▶ _TEXTO PROPORCIONADO_:

----------------

Estrenada en la Seminci de 2013 y aún inédita en salas españolas, su película Night Moves supone una prolongación del estilo alcanzado en anteriores trabajos. Remite, de forma instantánea, al retrato ya visto en Wendy y Lucy (Wendy & Lucy, 2008) de la América rural, un espacio redescubierto por el último cine independiente –Richard Linklater, Sean Durkin, Jeff Nichols, Courtney Hunt– como símbolo de una geografía sin centro, desamparada, en medio de ninguna parte y a medio camino de todas. En esa América de paisajes inhóspitos y largas extensiones agrícolas –válida para diversos estados de ambas vertientes geográficas– solo caben los relatos de vacilaciones y fluctuación. Las excepciones. El anonimato. La historia extraoficial.
Y aunque Night Moves carezca de la impronta mítica de Meek’s Cutoff (2012), comparte con ella el descubrimiento del género como espacio para la subversión, en aquel caso del western y ahora del thriller, reducto moderno del héroe afirmativo y redentor.
Insuflando ambigüedad y desequilibrio y desestructuración a unas estructuras tan asentadas, Reichardt cuestiona y ataca, al mismo tiempo, el sustento ideológico que estas nos transmiten.
Proceder al derribo de esas ideas exige, por lo tanto, aplicarse a la dualidad del contenido y las formas narrativas. En sus películas no se propone un ataque al sistema desde dentro, sino una reversión del propio sistema en contra de sus estructuras. Su cine convierte el género en un espacio de incertidumbre lo suficientemente abierto para evitar el acomodo del espectador. Si se trata de un thriller sobre una acción terrorista a favor del medio ambiente, la pelicula comienza por negar el suspense como forma de identificarse con los personajes. Su tempo fluirá lento y contemplativo, envuelto en una noche –aludida ya desde el título– que confunde las siluetas y los contornos de lo bueno y lo malo, lo útil y lo perjudicial. El espectador de Night Moves se siente desubicado desde la primera secuencia, donde los activistas muestran nula emoción ante lo que están dispuestos a realizar. Parecen indiferentes, desencantados, inseguros, quizás ni siquiera sean conscientes de su gravedad. Porque tampoco hablan de ello si no es para fomentar la desconfianza entre unos y otros. La desconfianza sobre su propósito.
A Reichardt nunca le ha interesado un espectador ligado al relato mediante su intriga. De hecho, le hace con frecuencia sentirse incómodo, desubicado, forastero. Su narración del atentado –contra una presa que impide el curso natural de las aguas– suele colocar a los protagonistas en el puesto del enemigo. Mintiendo y traicionando a un comerciante para adquirir material explosivo. O aislándose del ambiente vacacional de la presa, donde familias y excursionistas tratan de disfrutar del buen tiempo. El desarrollo de la acción criminal altera nuestras expectativas hasta el punto de negarnos la imagen del clímax, que solo oiremos, lejanamente, fuera de campo. Sus hechos tienen lugar, para colmo, a mitad de película, tras los que siguen cincuenta minutos inciertos y problemáticos. Night Moves elige con sabiduría el momento después y no el durante del delito, ya que podríamos caer en la tentación empática –automática, antirracional– de la adrenalina y el suspense. Por el contrario, pocas veces se nos han mostrado las consecuencias y el regreso a una vida donde nada ha podido cambiar, salvo los remordimientos de una acción ejecutada con la conciencia por delante de la consciencia necesaria.

----------------

▶ _DATOS PROPORCIONADOS_:

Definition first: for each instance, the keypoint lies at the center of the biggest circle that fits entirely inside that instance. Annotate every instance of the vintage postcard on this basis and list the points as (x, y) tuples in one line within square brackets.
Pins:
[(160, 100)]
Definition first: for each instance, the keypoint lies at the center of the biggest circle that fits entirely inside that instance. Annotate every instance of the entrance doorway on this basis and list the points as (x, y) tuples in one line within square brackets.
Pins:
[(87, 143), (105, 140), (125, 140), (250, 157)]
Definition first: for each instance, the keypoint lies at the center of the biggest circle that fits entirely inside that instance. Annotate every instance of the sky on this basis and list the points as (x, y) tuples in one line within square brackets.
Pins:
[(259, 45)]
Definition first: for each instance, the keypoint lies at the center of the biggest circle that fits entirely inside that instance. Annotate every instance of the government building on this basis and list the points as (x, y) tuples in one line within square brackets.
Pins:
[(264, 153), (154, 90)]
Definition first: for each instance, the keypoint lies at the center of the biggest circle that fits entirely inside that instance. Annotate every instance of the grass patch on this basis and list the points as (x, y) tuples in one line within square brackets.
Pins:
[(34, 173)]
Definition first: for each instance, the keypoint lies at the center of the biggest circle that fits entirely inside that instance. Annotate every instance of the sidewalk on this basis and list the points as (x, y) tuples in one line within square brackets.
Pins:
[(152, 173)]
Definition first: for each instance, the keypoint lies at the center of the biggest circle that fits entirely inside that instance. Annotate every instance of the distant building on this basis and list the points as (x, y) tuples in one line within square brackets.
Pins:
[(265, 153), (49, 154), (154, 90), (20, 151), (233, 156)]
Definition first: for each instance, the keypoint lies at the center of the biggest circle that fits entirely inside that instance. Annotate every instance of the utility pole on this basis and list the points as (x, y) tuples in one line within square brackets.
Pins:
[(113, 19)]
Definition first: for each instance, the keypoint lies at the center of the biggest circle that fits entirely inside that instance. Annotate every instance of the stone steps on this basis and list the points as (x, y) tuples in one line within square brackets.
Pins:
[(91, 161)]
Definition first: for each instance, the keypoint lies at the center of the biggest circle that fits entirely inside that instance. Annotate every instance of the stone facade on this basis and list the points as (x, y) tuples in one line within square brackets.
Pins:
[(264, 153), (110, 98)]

----------------

▶ _TAREAS Y EJERCICIOS_:
[1] Copia del texto sobre Night Moves el fragmento que va de "Estrenada en la" a "La historia extraoficial.", ambos incluidos, y sustituye "América" por "Norteamérica".
[2] Según el texto sobre Night Moves, ¿qué cineastas se mencionan como parte del último cine independiente que ha redescubierto la América rural?
[3] En el texto sobre Night Moves, ¿contra qué se dirige el atentado de los protagonistas?
Las líneas provienen de otra fuente distinta del texto.

▶ _RESPUESTAS ESPERADAS_:
[1]
Estrenada en la Seminci de 2013 y aún inédita en salas españolas, su película Night Moves supone una prolongación del estilo alcanzado en anteriores trabajos. Remite, de forma instantánea, al retrato ya visto en Wendy y Lucy (Wendy & Lucy, 2008) de la Norteamérica rural, un espacio redescubierto por el último cine independiente –Richard Linklater, Sean Durkin, Jeff Nichols, Courtney Hunt– como símbolo de una geografía sin centro, desamparada, en medio de ninguna parte y a medio camino de todas. En esa Norteamérica de paisajes inhóspitos y largas extensiones agrícolas –válida para diversos estados de ambas vertientes geográficas– solo caben los relatos de vacilaciones y fluctuación. Las excepciones. El anonimato. La historia extraoficial.

[2] Richard Linklater, Sean Durkin, Jeff Nichols y Courtney Hunt.

[3] Contra una presa que impide el curso natural de las aguas.